__Exercise task__:
Locate the line containing "Target: riverbank" in the data below. Reproduce it and every following line up to the end, exactly as given.

__Record list__:
════

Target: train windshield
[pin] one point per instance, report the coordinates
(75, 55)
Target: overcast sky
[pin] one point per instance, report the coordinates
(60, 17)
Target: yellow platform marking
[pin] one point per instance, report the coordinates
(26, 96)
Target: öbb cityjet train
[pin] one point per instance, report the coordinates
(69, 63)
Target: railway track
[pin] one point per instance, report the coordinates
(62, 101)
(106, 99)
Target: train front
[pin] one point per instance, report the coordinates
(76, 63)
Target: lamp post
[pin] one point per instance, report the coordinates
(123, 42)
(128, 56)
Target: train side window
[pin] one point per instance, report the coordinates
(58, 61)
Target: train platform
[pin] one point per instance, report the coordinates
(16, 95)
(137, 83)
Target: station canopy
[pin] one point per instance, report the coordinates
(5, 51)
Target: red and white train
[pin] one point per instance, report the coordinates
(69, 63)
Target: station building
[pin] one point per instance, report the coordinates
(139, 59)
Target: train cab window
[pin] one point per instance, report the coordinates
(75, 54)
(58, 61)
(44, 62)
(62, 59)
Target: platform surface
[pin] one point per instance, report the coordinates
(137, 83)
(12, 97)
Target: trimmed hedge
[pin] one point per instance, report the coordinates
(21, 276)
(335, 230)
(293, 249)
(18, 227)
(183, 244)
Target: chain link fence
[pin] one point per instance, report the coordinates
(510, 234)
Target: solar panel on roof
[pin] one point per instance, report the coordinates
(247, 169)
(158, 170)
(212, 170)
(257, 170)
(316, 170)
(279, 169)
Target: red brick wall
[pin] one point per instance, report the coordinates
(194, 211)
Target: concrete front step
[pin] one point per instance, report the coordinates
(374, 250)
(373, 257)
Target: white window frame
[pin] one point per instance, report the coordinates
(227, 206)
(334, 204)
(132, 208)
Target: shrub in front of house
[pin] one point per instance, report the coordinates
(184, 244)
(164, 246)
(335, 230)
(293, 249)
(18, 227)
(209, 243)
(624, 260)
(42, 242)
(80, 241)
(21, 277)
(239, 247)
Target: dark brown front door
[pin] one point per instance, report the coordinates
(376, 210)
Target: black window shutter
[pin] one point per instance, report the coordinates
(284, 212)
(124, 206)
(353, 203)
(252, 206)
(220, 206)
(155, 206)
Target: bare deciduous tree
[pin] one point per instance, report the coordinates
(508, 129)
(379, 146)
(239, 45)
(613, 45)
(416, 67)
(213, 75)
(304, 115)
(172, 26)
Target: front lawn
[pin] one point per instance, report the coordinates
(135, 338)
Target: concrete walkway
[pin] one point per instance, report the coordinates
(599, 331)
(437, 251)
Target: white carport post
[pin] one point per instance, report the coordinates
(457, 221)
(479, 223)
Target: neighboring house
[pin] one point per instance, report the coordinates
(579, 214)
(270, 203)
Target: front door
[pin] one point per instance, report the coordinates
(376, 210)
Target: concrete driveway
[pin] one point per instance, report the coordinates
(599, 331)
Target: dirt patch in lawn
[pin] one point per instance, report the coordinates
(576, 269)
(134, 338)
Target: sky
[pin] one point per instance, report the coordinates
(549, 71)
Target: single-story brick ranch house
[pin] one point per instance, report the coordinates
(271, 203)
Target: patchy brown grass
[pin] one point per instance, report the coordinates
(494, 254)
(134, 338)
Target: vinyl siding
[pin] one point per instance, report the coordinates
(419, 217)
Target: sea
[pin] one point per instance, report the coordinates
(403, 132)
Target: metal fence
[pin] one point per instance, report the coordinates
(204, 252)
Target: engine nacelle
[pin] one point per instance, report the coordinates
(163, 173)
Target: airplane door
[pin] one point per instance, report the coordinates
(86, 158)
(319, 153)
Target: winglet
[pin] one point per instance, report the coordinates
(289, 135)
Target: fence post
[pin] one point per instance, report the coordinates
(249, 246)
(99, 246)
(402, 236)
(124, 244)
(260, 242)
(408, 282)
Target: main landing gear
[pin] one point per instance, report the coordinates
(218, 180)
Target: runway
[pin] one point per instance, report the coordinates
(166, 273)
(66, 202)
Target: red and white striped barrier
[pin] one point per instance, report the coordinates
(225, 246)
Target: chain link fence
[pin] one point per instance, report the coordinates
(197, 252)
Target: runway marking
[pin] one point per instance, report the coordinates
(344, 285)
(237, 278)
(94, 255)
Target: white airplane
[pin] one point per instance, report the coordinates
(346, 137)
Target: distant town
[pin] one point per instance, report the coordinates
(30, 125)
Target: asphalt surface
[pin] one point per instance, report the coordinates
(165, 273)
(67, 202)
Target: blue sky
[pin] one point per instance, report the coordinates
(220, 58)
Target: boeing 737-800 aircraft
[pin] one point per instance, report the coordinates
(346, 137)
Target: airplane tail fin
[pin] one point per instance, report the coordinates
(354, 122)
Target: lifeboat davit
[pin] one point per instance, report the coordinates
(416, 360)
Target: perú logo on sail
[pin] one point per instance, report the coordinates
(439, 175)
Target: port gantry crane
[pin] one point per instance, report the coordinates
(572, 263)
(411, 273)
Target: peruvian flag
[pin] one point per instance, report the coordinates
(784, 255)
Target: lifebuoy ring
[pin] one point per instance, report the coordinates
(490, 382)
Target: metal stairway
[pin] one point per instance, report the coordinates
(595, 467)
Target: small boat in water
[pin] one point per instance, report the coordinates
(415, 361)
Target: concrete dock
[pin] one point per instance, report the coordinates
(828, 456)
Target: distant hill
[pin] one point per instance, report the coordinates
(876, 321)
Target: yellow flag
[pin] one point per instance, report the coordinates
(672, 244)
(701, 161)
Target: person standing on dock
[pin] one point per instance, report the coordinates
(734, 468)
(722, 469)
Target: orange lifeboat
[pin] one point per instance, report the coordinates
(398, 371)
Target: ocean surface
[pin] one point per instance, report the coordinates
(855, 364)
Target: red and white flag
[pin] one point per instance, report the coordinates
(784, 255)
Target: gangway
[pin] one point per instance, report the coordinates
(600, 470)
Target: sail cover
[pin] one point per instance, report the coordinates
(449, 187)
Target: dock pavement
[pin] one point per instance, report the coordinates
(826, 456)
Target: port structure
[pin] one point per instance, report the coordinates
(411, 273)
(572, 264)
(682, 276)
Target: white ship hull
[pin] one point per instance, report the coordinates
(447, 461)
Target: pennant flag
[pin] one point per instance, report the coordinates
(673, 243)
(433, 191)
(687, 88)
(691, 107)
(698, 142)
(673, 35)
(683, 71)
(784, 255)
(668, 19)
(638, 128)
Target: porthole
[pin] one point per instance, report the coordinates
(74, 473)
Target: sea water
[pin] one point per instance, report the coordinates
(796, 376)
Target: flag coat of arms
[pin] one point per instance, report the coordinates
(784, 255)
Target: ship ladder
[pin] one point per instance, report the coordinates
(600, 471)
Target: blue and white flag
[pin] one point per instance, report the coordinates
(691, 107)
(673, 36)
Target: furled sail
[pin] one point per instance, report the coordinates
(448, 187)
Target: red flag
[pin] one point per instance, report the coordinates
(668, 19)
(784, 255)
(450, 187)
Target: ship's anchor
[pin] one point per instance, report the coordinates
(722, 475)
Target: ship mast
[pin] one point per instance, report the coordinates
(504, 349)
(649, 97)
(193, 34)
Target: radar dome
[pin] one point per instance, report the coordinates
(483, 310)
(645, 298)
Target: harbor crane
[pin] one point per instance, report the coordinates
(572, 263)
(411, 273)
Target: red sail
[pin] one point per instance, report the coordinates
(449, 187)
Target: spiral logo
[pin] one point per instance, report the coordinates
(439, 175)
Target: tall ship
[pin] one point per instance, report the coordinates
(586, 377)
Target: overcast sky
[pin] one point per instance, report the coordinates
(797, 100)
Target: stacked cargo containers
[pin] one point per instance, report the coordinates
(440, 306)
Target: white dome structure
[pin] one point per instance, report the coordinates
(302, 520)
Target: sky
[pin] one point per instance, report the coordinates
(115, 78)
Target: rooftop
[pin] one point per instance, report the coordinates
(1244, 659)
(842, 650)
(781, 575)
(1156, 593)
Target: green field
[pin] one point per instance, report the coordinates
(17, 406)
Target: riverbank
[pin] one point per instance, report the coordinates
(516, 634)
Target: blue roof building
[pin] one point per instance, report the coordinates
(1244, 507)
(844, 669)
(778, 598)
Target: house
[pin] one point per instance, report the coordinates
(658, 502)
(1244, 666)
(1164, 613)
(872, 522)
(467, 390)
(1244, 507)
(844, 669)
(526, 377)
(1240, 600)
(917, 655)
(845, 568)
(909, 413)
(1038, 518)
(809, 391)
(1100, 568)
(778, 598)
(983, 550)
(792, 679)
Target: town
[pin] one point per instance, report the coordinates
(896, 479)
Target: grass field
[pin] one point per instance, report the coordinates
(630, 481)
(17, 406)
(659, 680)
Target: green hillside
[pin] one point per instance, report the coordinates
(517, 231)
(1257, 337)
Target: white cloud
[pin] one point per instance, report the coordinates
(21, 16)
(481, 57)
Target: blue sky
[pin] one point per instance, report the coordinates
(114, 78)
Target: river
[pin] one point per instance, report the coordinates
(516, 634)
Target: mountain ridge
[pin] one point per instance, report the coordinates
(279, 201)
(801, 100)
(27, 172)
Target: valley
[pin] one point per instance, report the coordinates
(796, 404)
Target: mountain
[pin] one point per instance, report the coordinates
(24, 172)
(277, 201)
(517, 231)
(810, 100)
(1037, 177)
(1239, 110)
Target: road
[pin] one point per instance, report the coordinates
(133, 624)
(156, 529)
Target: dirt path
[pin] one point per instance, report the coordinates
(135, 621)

════

__Written response__:
Target: riverbank
[pin] one point per instance, report the coordinates
(516, 634)
Target: blue roof building
[pin] one point per instance, report the coordinates
(1244, 507)
(844, 669)
(778, 598)
Target: house
[pin] one point per instance, report the coordinates
(658, 502)
(1244, 666)
(1164, 613)
(872, 522)
(467, 390)
(1244, 507)
(844, 669)
(526, 377)
(1240, 600)
(917, 655)
(845, 568)
(909, 413)
(1038, 518)
(809, 391)
(1100, 568)
(778, 598)
(983, 550)
(792, 679)
Target: town
[pin] one point per instance, report the coordinates
(896, 479)
Target: grass field
[pin] one point per instance, report the coordinates
(630, 481)
(17, 406)
(659, 680)
Target: green hillside
[pin] one point per instance, report the coordinates
(517, 231)
(1257, 337)
Target: white cloud
[pin] one point per instance, report the coordinates
(21, 16)
(481, 57)
Target: blue sky
[pin] one point per instance, report the coordinates
(114, 78)
Target: river
[pin] one point per instance, report the coordinates
(516, 634)
Target: mountain ridge
[pin] one point per instance, report the coordinates
(279, 201)
(801, 100)
(27, 172)
Target: valley
[pin] one point per instance, report the coordinates
(796, 404)
Target: mountain
[pin] one point per instance, report the coordinates
(24, 172)
(277, 201)
(517, 231)
(810, 100)
(1037, 177)
(1239, 110)
Target: road
[pin] one point per instance, report the coordinates
(133, 624)
(156, 529)
Target: dirt path
[pin] one point per instance, report the coordinates
(135, 621)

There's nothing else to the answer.